Data:
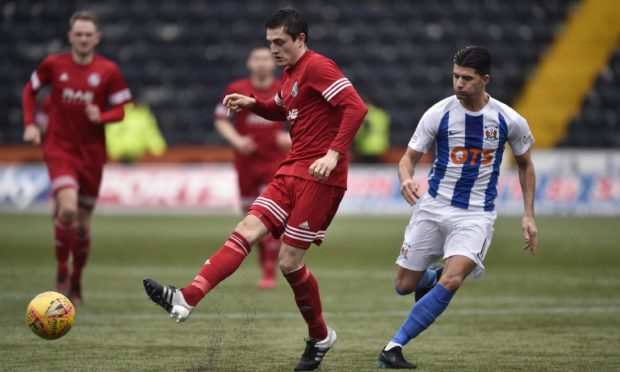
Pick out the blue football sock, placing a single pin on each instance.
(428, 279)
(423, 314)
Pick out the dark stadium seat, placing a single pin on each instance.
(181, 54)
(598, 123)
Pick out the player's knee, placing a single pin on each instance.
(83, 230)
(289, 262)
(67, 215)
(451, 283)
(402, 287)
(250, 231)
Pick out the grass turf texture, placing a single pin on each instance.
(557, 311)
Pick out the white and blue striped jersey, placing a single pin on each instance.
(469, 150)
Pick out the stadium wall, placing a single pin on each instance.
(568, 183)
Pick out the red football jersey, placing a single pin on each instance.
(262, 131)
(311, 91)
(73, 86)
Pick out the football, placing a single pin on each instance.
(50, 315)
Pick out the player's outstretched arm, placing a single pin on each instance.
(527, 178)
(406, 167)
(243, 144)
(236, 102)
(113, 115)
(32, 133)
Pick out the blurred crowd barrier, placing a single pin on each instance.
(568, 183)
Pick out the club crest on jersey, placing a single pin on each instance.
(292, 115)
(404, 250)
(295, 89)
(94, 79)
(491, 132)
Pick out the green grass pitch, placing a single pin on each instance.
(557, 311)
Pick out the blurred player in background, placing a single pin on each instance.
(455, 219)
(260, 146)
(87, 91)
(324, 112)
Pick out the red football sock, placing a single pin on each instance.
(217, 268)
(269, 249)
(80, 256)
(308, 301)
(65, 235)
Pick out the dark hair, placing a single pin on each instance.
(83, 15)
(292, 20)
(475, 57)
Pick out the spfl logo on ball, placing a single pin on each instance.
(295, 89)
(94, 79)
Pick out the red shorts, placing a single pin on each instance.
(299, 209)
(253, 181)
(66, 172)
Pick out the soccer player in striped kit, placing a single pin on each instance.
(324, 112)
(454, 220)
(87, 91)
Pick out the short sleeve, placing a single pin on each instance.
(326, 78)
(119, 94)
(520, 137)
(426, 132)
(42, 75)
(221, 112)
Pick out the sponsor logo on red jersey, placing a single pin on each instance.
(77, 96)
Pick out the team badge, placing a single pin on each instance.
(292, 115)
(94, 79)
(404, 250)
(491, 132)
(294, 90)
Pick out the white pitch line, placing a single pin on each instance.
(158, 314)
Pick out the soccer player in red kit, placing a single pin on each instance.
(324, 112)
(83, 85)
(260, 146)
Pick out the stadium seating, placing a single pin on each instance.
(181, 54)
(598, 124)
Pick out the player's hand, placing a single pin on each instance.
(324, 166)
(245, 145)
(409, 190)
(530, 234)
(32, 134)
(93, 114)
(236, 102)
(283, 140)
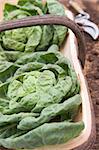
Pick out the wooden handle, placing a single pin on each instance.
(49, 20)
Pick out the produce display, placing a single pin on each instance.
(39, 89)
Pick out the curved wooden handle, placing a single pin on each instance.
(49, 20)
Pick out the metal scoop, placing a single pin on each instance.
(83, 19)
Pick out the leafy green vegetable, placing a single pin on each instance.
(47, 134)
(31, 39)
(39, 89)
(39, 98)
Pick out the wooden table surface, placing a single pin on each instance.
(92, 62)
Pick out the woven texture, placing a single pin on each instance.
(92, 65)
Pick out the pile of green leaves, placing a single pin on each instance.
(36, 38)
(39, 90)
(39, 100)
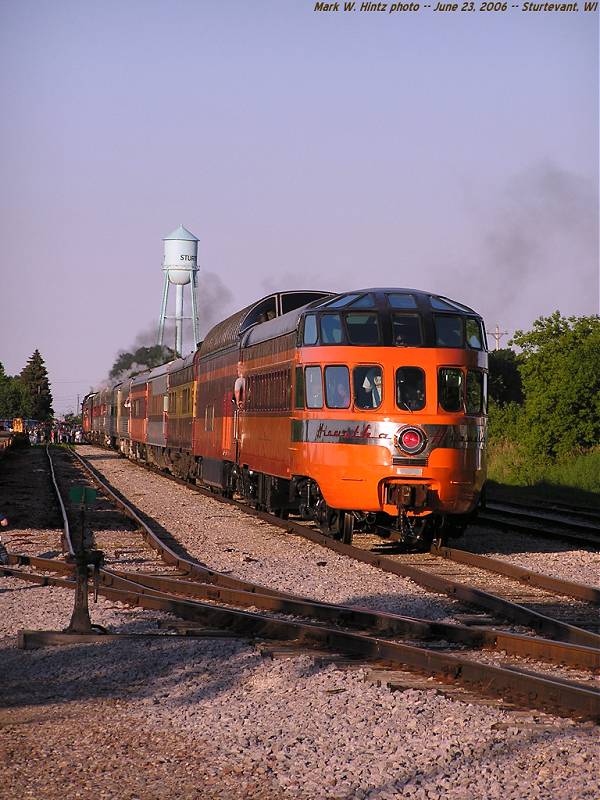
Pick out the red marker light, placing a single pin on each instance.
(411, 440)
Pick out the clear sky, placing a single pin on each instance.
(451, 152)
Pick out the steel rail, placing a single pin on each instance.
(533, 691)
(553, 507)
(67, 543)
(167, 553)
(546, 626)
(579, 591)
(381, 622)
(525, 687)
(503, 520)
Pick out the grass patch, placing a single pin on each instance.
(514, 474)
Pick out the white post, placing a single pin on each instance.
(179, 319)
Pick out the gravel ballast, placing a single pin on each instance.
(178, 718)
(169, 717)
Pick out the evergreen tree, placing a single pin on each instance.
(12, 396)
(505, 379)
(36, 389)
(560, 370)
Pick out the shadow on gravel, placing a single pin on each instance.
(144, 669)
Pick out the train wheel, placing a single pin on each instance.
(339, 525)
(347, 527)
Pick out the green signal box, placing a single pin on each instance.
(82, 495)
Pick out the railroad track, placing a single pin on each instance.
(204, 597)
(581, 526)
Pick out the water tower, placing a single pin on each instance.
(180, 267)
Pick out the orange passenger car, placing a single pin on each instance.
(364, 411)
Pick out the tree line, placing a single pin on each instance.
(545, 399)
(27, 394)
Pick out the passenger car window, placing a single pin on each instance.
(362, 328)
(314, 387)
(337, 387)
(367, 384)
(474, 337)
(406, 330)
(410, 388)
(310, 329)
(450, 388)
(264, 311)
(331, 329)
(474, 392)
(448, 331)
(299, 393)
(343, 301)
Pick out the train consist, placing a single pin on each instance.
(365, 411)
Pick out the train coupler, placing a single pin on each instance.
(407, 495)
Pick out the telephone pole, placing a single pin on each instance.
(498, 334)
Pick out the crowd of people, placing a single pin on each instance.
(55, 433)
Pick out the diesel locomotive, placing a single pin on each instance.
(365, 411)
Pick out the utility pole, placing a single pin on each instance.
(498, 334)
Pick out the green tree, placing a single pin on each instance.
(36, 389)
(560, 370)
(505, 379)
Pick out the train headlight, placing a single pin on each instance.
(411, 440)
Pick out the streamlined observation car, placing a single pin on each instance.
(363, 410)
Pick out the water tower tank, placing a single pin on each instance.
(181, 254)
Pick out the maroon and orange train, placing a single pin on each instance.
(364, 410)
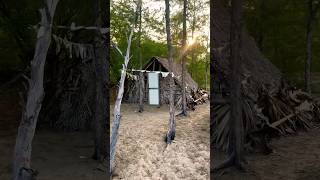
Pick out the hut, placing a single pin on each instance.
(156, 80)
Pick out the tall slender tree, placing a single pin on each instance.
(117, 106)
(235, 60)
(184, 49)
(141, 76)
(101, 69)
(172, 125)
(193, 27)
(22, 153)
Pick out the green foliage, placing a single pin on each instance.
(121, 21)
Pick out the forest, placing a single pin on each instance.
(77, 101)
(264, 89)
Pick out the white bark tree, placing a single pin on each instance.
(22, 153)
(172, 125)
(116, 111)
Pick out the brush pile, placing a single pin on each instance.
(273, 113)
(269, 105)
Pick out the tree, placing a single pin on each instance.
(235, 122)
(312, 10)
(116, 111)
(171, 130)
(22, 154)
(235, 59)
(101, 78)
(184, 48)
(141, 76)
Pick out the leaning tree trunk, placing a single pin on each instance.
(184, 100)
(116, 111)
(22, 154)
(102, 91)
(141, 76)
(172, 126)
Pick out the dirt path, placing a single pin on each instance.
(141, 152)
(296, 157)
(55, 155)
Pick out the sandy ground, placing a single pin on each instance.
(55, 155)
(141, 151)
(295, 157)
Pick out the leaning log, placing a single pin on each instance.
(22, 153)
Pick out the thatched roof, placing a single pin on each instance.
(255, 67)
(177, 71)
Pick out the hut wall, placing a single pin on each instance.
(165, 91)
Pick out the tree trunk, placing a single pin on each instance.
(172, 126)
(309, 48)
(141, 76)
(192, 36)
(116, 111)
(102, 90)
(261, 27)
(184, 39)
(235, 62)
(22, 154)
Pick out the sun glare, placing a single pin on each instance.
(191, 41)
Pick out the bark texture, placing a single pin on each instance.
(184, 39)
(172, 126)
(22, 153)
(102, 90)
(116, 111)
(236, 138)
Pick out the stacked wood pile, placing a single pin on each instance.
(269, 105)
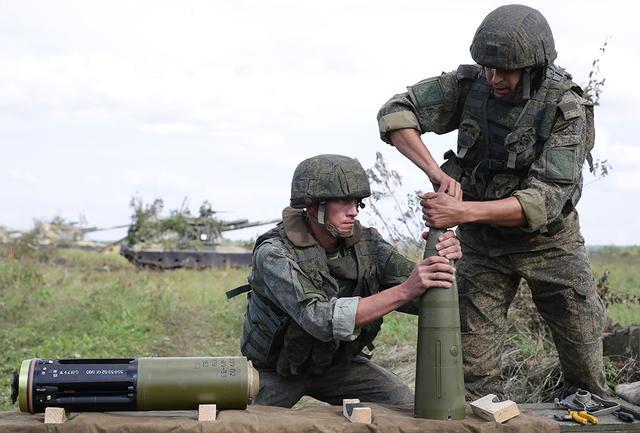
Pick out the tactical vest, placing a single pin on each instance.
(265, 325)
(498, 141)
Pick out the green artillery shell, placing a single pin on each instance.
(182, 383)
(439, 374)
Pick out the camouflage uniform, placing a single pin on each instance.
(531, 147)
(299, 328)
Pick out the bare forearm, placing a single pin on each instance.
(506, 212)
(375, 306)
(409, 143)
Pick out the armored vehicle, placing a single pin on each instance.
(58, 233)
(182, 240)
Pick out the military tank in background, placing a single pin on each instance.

Required action: All that is wanted is the set of lines from the one with "Pick out the bare" through the last line of the entries, both included, output exactly.

Reply to the exercise:
Pick out the bare forearm, placing a single pin on each instance.
(506, 212)
(375, 306)
(409, 143)
Pick out the armored vehicle, placing a single pin on each instance.
(58, 233)
(182, 240)
Pick out the military tank in background, placing a single pin on each instance.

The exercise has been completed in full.